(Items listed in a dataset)
◆ ◆ ◆ ◆ ◆
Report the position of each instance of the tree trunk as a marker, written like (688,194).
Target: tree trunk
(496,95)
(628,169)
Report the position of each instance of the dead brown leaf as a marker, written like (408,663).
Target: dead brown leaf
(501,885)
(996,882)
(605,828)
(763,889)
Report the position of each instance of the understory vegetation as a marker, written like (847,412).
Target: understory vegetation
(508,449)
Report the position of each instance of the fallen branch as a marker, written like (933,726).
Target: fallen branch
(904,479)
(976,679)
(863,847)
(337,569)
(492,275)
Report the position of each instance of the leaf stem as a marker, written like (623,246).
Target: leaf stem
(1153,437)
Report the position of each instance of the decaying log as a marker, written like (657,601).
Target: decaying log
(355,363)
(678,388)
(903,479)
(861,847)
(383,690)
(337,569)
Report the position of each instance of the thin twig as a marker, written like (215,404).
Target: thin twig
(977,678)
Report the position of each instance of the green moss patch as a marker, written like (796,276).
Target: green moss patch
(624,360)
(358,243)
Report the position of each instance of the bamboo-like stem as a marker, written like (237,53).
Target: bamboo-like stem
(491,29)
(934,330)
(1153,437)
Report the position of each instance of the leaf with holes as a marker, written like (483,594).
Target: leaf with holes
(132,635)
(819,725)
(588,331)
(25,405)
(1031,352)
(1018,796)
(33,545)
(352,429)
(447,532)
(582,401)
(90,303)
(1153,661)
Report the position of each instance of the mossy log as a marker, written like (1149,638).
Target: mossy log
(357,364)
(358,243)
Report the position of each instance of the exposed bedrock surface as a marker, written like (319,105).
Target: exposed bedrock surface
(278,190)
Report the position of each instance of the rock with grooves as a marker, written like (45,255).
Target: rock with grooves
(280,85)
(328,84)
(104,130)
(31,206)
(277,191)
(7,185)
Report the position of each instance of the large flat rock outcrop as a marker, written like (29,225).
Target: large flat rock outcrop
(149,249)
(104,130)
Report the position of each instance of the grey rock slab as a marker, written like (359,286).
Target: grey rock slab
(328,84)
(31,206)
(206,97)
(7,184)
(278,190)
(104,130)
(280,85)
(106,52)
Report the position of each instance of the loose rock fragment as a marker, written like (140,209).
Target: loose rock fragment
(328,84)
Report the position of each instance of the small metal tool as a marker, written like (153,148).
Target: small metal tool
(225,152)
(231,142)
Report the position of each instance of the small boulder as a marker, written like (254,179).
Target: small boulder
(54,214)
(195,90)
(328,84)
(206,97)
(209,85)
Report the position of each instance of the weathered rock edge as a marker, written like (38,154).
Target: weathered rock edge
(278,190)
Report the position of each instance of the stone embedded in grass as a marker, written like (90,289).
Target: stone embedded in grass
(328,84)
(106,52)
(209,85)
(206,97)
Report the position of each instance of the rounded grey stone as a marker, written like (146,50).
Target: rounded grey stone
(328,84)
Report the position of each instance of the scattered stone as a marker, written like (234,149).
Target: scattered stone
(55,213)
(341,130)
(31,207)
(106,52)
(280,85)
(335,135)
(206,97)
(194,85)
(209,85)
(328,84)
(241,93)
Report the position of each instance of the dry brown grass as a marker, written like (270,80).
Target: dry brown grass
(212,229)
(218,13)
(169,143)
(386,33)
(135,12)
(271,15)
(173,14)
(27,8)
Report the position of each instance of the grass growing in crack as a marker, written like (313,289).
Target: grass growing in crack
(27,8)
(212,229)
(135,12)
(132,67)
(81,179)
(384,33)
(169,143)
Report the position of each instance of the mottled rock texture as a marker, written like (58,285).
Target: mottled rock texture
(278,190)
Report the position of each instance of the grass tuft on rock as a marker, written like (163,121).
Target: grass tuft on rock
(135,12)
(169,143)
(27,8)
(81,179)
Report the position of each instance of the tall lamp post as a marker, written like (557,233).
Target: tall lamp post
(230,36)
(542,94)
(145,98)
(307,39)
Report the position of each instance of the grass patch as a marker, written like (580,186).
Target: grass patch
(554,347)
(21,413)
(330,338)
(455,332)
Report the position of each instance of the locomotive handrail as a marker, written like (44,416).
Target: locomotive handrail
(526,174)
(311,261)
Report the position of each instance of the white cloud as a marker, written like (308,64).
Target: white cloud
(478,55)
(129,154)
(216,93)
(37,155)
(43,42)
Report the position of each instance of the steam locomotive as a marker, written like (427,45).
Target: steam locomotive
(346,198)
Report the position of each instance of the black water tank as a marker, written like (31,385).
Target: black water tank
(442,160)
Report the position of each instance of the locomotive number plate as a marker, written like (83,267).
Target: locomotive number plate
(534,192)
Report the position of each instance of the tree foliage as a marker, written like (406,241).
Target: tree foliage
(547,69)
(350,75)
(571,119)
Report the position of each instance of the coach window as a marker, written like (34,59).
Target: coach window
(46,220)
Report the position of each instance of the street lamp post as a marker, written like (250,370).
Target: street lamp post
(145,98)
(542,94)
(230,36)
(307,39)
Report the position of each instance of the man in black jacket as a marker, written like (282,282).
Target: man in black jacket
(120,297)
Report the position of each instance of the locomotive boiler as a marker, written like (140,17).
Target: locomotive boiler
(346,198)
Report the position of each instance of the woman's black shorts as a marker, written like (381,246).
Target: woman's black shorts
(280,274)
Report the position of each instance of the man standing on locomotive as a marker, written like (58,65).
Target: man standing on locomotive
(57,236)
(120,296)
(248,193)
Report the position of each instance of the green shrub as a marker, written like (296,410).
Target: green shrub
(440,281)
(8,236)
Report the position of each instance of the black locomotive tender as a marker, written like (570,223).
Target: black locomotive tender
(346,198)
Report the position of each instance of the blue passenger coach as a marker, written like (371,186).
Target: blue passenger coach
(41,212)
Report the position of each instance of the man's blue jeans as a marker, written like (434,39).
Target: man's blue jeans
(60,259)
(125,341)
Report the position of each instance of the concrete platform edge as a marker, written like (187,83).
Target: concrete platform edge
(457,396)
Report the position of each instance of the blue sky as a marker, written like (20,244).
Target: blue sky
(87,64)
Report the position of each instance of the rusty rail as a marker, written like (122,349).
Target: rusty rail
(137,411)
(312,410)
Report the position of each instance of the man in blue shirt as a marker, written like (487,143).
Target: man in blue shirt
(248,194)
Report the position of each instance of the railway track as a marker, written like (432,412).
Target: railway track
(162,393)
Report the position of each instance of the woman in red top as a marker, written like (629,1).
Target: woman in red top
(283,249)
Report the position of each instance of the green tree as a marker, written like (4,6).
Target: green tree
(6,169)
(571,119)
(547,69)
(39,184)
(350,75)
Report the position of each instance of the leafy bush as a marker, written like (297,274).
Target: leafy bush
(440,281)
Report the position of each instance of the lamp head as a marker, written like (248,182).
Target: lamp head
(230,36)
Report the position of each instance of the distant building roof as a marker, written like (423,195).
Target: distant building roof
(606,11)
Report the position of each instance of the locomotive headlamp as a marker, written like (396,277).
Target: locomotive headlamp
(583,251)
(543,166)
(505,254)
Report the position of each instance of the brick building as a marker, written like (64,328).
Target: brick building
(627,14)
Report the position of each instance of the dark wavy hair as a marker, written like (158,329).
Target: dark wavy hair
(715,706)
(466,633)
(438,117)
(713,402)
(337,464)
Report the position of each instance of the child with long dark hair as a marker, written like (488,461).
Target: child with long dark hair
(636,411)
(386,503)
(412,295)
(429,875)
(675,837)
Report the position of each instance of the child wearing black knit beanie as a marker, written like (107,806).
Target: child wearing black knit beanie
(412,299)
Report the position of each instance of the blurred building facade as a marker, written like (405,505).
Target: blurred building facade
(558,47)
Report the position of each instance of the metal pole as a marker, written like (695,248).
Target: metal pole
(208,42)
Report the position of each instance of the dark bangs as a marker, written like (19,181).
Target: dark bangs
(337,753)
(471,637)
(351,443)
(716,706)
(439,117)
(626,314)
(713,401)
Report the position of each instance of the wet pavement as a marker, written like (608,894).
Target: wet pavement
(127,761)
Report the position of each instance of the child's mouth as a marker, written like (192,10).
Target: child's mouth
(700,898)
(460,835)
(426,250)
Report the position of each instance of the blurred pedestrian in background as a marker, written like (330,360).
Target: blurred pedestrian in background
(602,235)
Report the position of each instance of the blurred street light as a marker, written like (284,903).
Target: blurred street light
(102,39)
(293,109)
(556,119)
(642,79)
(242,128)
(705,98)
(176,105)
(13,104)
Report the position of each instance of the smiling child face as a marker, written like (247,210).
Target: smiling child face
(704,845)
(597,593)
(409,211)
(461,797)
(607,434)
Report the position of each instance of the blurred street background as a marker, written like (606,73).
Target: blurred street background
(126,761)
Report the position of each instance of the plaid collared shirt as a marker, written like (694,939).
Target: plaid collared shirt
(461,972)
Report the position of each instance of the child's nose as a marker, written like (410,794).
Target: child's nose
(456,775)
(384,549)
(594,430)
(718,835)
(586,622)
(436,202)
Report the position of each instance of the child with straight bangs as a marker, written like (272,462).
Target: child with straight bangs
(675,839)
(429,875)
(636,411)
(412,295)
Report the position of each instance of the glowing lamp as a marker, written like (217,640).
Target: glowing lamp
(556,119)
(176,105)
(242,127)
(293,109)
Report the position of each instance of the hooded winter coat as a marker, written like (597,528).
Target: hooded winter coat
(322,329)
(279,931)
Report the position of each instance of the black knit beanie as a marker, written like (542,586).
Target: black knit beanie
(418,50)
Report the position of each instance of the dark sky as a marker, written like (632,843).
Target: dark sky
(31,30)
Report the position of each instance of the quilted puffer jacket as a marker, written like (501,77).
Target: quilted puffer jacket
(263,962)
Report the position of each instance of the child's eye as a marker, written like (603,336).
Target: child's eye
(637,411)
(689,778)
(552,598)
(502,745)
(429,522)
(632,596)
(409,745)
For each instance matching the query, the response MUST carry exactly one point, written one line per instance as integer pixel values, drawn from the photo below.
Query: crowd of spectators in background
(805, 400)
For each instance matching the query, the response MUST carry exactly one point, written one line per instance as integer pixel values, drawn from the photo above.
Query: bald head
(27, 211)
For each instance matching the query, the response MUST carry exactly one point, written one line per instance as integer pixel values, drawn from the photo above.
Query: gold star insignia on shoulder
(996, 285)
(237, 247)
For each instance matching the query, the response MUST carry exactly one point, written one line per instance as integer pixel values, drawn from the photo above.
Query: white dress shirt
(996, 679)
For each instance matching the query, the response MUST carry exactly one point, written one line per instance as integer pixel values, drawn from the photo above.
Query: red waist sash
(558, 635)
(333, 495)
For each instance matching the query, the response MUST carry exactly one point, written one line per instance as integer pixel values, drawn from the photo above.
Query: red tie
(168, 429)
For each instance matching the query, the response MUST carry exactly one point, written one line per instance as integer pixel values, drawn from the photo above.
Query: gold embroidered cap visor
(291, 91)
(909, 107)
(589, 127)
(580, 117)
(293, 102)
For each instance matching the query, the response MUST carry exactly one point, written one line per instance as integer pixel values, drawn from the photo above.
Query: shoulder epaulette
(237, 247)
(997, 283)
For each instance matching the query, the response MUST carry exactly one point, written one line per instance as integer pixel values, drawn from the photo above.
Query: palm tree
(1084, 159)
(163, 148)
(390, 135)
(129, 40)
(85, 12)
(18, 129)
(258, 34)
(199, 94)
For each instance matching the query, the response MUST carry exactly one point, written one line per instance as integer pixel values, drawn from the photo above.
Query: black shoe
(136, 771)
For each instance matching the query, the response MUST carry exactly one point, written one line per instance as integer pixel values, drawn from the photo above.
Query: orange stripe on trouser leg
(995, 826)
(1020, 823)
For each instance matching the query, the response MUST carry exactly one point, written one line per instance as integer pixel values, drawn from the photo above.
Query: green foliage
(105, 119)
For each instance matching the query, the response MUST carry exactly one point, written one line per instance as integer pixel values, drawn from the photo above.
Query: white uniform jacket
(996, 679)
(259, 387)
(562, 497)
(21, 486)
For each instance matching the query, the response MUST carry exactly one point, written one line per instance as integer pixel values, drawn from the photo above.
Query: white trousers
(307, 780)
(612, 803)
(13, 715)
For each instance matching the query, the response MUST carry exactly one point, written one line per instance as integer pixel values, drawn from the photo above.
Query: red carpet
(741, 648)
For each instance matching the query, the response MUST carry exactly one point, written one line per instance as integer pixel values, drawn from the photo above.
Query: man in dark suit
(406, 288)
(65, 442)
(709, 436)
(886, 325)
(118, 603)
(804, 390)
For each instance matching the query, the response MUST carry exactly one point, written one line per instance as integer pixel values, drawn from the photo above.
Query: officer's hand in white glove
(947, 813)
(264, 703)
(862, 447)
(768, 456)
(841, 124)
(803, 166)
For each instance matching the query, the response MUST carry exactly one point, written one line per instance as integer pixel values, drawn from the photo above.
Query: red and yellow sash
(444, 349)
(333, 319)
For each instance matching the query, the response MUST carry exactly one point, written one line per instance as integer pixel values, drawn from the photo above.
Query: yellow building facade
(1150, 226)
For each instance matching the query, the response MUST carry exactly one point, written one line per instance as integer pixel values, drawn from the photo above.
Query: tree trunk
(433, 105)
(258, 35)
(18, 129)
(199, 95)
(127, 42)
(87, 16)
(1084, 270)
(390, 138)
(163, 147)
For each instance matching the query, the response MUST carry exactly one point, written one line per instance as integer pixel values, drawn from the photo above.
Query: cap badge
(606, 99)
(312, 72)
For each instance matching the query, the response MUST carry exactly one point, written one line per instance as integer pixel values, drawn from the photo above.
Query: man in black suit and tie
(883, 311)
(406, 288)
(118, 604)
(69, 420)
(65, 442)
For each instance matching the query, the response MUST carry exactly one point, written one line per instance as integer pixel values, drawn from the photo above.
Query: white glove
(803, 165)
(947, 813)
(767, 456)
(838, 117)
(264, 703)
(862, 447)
◆ ◆ ◆ ◆ ◆
Using the entries above, give again exactly the lines from the line holding "Report the position of each instance of the brick" through the line holding "written like (606,73).". Include both end lines and nothing else.

**Result of this task**.
Report the position of each instance of the brick building as a marker, written like (64,328).
Target: brick building
(627,14)
Report the position of each instance of the dark wavy hair as a marker, written like (158,329).
Target: dark wavy hair
(715,706)
(466,633)
(438,117)
(713,402)
(337,464)
Report the position of each instance of the child with long dark hair as a marker, written like (488,461).
Target: child with long dark hair
(636,411)
(386,503)
(412,295)
(429,875)
(675,837)
Report the position of each instance of the child wearing black knit beanie as a marker, written like (107,806).
Target: child wearing black knit beanie
(412,299)
Report the position of each instance of the blurred building facade as a marker, written like (405,505).
Target: blurred building facade
(558,47)
Report the position of each instance of the metal pole as a marker, written like (695,248).
Target: metal pole
(208,42)
Report the position of each instance of the dark bangs as a marker, written like (19,181).
Target: dark bangs
(337,753)
(471,637)
(351,443)
(716,706)
(439,117)
(626,314)
(713,401)
Report the position of each instance of the wet pavement as a marker, written like (608,894).
Target: wet pavement
(127,761)
Report the position of each instance of the child's mouth as a marker, written like (192,10).
Target: child's mouth
(700,898)
(460,835)
(426,250)
Report the position of each instance of the blurred pedestrian in background as a marker, written like (330,360).
Target: blurred pedestrian in background
(602,235)
Report the position of each instance of the blurred street light as a marker, written like (284,903).
Target: blurred street light
(102,39)
(293,109)
(556,119)
(642,79)
(242,128)
(705,98)
(176,105)
(13,104)
Report the position of each instance of the smiling child face as a marker, written like (247,210).
Target: smiling child face
(704,845)
(597,593)
(409,211)
(461,797)
(607,434)
Report the position of each instance of the blurred street background as a marker, written like (606,73).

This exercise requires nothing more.